- Available records:

--- START ---

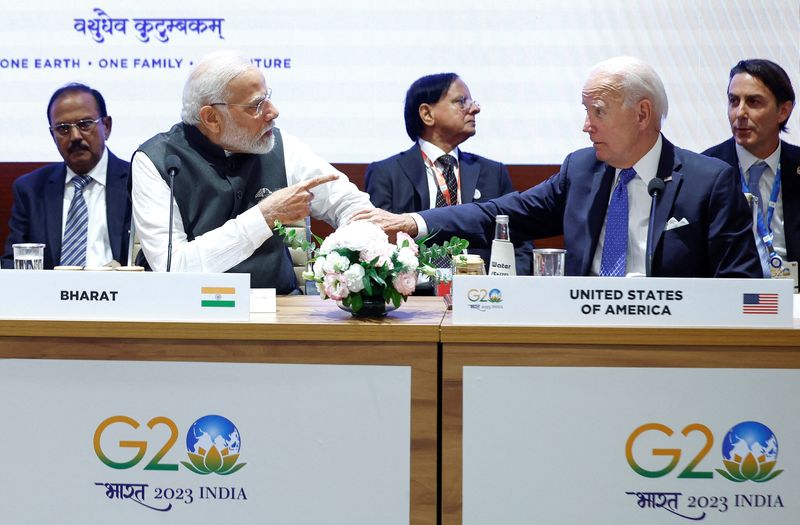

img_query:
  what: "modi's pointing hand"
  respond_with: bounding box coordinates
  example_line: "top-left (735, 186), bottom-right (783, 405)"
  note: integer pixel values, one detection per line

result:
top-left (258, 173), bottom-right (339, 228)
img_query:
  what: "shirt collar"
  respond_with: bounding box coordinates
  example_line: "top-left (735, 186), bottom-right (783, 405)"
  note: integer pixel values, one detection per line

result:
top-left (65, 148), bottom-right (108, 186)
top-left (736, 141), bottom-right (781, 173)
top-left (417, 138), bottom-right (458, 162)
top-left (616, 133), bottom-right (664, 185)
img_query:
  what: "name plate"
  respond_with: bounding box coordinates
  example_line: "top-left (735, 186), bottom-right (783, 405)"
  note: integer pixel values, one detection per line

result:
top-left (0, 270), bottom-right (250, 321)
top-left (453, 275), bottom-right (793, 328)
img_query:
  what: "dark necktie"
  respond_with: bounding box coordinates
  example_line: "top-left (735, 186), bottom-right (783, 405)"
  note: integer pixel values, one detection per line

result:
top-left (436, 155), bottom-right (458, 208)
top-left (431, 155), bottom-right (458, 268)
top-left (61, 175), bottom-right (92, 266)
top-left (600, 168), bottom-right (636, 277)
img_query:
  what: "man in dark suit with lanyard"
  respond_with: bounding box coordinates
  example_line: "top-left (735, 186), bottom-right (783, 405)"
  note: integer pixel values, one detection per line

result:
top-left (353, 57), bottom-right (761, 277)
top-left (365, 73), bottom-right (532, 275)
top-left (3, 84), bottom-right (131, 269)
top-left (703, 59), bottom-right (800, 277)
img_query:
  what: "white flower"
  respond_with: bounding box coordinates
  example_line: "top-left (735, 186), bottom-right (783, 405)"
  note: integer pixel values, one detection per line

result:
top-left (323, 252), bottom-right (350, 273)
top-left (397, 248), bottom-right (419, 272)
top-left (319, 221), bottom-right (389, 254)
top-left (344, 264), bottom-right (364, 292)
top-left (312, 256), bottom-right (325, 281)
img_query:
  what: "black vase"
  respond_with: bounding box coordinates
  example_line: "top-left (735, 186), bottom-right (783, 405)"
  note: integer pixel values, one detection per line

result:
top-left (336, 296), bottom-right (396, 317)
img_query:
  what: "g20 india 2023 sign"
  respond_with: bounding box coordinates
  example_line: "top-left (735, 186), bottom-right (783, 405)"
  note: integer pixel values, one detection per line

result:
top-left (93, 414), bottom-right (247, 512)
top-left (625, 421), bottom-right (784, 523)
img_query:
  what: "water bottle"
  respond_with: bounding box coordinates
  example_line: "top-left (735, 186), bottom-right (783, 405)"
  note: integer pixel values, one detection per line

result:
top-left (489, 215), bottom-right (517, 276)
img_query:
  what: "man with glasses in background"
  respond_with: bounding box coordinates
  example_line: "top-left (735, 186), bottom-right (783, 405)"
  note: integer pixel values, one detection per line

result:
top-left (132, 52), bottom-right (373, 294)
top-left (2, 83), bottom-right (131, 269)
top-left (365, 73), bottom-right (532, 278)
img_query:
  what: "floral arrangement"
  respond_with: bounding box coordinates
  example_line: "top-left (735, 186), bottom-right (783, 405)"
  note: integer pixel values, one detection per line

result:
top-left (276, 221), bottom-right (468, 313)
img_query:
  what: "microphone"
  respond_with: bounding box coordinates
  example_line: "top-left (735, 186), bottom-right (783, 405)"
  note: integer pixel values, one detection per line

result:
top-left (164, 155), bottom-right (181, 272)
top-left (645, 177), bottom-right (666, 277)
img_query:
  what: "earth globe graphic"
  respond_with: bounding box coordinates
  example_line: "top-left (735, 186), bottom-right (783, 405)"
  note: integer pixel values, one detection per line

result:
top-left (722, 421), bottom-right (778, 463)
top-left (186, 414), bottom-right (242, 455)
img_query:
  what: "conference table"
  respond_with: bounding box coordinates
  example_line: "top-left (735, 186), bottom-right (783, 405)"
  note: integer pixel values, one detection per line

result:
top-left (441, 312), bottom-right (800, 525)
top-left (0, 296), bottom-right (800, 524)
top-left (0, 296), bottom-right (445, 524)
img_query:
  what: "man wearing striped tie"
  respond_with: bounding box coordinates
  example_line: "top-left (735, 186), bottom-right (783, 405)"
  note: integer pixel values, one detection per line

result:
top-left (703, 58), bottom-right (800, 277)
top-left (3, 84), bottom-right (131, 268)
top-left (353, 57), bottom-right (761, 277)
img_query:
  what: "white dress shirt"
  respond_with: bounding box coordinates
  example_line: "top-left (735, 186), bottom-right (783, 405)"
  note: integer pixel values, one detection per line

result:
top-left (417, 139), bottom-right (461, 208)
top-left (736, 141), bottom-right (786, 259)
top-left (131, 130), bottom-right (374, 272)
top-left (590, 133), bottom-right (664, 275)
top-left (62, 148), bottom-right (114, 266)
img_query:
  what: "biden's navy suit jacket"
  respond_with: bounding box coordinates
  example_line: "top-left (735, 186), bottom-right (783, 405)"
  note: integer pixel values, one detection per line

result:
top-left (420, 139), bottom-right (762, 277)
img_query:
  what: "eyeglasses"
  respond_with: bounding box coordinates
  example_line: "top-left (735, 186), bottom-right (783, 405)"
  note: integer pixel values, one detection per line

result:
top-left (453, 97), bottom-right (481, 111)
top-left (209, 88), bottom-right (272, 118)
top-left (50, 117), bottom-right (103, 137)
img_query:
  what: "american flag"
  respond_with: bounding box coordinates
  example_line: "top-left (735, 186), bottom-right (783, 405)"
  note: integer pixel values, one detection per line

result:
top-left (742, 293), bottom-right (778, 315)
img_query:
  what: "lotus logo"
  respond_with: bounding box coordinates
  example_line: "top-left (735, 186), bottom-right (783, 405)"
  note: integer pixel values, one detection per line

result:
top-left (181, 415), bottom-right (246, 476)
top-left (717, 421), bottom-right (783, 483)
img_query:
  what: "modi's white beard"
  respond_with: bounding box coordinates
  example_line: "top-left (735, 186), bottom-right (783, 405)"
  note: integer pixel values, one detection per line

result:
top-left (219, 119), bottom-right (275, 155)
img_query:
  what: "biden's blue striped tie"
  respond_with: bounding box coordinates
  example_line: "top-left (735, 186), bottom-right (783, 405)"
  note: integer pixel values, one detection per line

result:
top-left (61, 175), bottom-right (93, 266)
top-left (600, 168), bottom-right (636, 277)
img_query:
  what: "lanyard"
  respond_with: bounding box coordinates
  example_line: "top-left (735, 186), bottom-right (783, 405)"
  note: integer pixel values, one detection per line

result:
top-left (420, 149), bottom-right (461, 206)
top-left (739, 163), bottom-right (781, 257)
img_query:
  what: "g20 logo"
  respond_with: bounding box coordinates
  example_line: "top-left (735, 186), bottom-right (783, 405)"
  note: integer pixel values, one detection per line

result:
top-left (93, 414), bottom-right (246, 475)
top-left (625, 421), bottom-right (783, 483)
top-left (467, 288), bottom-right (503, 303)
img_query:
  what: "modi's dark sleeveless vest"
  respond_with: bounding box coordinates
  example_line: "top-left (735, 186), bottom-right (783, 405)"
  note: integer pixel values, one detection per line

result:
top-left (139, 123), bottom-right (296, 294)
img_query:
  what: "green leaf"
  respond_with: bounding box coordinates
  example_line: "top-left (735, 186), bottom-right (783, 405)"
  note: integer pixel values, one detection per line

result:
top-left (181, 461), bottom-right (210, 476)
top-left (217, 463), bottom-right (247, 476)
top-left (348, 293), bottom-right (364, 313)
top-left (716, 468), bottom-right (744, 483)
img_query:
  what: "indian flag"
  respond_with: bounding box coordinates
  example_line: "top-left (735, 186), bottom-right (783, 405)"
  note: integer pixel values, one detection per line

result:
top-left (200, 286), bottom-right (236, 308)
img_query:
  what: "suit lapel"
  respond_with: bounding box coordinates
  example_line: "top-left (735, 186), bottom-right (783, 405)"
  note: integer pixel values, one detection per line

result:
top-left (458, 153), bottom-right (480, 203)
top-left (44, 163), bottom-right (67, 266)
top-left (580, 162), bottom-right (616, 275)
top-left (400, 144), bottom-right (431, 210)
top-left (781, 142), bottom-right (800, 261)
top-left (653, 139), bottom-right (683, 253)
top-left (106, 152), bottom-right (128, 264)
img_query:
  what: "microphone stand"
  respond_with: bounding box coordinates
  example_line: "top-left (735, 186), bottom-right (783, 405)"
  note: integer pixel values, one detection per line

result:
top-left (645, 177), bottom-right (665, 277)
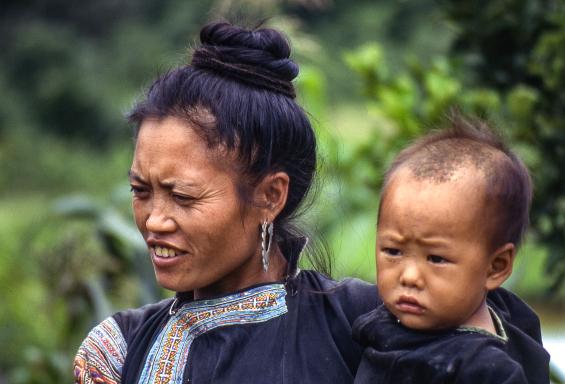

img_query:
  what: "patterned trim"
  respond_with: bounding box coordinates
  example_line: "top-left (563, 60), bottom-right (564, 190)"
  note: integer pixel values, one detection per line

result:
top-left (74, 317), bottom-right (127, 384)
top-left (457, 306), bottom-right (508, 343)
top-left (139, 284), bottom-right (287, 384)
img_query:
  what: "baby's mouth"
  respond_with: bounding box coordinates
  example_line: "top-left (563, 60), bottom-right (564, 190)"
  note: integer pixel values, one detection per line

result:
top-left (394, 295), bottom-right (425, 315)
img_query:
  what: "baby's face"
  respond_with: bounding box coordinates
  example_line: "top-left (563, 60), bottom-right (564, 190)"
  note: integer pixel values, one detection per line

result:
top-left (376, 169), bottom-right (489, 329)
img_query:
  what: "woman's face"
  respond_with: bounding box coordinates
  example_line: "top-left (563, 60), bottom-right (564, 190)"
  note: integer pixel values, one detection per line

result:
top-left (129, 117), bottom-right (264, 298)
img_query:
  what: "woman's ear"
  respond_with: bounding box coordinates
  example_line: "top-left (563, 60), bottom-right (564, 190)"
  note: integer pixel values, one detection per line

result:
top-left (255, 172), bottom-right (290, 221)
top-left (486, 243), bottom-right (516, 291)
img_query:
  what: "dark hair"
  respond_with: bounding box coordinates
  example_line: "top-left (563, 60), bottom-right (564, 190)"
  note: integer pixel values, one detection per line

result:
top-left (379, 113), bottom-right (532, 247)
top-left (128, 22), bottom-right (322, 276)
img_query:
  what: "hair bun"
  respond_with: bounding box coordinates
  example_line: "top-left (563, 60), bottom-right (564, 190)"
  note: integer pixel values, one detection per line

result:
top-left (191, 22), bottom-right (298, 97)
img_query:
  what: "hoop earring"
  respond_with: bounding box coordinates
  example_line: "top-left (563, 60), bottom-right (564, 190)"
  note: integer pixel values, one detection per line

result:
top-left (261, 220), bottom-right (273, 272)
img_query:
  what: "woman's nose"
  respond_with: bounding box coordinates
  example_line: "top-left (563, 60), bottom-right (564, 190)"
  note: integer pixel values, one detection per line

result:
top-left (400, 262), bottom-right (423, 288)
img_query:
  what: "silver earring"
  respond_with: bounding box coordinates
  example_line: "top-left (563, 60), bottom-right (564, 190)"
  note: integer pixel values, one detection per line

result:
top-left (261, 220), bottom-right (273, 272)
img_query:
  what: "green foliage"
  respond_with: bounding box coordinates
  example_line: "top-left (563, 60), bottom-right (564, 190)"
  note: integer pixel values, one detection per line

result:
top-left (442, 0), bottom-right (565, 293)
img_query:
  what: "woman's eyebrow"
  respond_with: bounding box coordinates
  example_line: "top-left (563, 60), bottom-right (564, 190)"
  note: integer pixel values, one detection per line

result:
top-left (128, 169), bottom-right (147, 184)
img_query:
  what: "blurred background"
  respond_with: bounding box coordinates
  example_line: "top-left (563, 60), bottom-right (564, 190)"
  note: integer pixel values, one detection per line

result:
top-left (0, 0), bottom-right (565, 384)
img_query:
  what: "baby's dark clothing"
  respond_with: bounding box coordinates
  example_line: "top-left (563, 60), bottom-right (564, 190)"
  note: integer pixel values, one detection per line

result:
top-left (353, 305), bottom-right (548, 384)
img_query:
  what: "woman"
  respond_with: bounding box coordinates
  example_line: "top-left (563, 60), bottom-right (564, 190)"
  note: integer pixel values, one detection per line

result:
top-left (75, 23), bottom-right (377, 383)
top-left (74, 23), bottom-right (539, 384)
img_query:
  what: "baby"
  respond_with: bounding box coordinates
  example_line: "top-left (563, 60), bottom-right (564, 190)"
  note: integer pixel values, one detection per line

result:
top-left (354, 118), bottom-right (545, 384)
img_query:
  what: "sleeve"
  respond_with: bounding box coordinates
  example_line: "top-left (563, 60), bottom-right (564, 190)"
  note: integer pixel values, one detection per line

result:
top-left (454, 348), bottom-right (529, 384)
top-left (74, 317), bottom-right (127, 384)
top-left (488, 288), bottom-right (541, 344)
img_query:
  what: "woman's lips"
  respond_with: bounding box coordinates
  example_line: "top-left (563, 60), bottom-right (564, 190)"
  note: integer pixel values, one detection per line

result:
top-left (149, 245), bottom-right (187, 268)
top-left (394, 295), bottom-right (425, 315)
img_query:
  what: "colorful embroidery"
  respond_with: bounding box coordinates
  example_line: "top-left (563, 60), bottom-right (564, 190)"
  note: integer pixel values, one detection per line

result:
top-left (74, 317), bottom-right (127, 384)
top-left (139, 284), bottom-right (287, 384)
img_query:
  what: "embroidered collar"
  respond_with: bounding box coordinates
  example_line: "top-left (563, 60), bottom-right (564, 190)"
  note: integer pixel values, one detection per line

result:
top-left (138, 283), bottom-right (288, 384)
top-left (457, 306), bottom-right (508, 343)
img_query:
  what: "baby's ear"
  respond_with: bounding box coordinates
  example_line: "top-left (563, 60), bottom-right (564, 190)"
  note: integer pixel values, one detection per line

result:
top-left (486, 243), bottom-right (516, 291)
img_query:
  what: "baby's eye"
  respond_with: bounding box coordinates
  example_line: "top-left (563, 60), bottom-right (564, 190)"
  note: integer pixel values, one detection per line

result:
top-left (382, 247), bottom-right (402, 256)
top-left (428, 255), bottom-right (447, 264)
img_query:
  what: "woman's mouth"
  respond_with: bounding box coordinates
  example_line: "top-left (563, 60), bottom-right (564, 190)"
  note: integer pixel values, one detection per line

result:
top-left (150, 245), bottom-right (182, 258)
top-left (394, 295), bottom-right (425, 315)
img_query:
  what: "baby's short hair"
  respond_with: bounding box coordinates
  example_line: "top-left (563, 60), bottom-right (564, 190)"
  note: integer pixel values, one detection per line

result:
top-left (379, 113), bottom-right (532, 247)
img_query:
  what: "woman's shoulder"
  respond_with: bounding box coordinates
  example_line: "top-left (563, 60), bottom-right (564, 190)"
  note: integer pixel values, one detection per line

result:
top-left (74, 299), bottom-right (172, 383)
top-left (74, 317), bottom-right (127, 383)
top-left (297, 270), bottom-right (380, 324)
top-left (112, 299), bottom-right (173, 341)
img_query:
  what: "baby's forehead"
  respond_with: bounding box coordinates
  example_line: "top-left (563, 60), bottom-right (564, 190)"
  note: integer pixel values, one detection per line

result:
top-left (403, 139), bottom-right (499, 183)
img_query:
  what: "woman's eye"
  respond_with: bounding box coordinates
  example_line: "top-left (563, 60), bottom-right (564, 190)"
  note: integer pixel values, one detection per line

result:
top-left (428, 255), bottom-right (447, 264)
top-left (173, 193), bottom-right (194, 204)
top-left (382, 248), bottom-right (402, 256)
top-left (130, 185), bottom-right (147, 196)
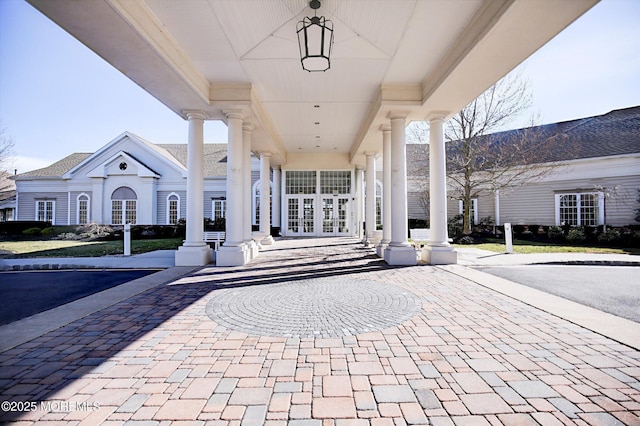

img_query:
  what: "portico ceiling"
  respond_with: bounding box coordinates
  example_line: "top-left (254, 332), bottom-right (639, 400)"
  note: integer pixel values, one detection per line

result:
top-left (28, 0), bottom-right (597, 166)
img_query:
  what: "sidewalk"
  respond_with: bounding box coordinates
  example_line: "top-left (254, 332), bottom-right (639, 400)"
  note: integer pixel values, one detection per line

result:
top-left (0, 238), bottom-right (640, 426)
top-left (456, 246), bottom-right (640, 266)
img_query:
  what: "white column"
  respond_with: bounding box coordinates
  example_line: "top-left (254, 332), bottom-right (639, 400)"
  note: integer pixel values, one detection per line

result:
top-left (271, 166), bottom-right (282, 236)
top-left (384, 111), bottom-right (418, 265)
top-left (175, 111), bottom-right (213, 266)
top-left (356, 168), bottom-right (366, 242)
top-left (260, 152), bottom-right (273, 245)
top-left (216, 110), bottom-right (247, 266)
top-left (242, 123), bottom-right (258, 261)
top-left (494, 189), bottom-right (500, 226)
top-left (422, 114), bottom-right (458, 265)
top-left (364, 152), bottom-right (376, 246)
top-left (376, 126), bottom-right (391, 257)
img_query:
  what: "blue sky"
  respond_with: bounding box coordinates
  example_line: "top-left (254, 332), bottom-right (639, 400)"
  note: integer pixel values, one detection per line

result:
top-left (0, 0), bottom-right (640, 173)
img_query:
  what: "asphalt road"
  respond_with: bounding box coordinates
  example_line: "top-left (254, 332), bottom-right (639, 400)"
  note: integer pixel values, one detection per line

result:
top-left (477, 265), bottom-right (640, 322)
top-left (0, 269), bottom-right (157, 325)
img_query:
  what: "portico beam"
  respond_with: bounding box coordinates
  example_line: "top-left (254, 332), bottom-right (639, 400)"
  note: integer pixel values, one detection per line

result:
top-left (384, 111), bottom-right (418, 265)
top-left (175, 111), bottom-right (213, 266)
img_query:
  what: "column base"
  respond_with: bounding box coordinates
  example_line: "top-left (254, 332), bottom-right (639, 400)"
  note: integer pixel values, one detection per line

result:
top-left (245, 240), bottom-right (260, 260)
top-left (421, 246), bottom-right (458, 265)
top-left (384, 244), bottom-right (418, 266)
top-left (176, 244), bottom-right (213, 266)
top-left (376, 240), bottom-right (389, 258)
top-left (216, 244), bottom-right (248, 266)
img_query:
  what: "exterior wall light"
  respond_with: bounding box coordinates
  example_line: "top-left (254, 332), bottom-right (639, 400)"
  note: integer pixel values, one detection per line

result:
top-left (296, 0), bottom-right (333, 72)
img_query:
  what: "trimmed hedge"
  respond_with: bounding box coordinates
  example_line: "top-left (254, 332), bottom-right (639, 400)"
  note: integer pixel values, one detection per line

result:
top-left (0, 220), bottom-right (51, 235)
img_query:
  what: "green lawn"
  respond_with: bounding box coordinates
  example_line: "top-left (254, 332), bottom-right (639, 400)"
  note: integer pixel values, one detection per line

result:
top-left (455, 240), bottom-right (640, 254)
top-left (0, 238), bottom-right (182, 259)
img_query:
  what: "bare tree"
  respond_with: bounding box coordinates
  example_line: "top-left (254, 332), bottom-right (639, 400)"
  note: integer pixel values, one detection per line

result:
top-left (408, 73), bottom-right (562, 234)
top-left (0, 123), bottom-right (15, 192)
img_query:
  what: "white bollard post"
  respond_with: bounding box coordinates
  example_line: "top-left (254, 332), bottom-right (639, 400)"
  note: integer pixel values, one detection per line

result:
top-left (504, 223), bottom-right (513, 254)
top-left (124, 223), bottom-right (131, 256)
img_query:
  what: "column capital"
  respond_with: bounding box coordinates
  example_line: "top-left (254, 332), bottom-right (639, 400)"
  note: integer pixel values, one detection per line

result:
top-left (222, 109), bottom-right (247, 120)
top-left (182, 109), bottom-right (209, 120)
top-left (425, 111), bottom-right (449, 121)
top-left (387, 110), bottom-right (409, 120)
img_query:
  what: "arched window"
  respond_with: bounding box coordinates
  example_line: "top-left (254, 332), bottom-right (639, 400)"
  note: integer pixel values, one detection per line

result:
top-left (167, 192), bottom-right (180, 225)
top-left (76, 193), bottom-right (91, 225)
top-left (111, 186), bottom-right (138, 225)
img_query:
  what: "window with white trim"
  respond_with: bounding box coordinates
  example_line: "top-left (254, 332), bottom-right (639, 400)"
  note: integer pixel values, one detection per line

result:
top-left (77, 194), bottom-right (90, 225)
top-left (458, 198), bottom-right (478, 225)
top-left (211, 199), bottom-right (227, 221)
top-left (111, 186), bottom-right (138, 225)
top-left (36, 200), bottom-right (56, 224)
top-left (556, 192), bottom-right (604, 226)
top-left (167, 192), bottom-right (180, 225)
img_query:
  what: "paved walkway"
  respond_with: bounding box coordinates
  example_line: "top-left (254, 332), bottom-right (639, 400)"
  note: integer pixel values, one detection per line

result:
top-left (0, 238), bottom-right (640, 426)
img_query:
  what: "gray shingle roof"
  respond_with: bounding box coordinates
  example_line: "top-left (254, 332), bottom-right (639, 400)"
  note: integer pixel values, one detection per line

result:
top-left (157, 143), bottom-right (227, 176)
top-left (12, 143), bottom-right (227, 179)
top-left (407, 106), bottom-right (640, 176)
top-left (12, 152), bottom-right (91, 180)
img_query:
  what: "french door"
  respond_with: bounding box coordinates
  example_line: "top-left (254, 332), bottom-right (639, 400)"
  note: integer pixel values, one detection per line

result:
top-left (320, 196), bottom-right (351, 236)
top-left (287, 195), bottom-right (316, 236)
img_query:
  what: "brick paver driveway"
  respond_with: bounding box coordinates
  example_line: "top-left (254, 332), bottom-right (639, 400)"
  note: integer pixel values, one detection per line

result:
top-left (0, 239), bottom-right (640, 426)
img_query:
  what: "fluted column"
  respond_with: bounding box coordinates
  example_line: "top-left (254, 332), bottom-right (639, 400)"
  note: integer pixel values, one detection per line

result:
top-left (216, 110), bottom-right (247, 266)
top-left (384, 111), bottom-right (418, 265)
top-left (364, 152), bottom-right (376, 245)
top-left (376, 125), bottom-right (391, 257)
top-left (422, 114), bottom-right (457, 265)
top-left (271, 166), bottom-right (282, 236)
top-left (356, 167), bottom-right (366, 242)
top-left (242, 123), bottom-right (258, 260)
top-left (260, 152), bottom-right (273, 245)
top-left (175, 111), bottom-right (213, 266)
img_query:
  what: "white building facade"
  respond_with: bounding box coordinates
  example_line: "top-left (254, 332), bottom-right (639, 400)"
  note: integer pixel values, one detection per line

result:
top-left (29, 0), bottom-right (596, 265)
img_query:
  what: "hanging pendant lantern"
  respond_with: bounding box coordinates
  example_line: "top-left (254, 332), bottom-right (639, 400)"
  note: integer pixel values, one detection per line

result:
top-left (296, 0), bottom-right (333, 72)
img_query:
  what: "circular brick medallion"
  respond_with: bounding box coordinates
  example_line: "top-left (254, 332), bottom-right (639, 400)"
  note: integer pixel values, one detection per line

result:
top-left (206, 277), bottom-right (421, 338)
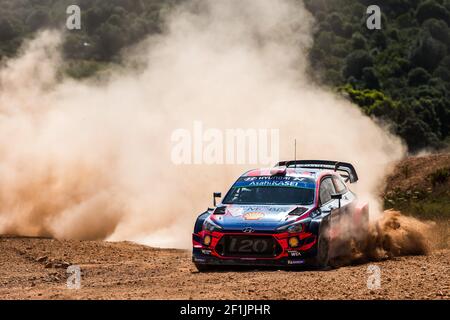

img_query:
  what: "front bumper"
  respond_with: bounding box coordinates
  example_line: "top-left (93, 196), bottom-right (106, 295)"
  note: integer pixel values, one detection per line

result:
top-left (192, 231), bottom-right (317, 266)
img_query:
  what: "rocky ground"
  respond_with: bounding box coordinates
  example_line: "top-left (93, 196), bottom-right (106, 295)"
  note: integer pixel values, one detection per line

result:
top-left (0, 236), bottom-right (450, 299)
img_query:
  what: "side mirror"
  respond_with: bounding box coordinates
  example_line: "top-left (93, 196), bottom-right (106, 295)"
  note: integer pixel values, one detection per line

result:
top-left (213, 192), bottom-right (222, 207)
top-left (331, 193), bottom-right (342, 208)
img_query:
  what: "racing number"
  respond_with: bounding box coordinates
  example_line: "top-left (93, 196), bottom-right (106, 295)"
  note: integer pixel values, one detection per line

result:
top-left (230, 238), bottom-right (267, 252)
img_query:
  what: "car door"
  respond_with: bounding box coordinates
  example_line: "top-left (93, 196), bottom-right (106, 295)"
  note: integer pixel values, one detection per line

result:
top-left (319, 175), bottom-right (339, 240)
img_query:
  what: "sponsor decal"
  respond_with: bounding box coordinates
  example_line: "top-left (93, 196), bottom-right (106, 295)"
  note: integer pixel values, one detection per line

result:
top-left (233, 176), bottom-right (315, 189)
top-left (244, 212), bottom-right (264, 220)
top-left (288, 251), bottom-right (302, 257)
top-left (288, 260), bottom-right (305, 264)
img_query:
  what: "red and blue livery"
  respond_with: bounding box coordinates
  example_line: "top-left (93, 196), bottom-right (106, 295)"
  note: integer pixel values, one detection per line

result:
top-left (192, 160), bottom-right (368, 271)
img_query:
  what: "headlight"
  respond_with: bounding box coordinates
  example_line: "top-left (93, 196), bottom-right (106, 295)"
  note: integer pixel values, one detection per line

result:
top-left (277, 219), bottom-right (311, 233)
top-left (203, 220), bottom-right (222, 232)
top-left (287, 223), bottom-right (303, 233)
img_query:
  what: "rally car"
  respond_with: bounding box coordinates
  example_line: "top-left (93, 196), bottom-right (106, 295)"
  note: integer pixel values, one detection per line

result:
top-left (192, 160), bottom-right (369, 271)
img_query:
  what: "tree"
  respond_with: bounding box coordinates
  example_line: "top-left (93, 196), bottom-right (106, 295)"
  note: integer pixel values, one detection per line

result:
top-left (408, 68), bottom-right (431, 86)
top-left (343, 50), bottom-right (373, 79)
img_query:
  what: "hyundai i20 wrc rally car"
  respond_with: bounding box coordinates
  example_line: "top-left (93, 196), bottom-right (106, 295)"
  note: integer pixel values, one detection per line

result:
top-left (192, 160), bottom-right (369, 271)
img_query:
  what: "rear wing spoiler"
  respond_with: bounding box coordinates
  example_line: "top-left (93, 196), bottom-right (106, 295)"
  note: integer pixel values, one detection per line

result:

--- END ---

Count the lines above that contain the string "dark", and reply with the number alone.

- Complete response: 5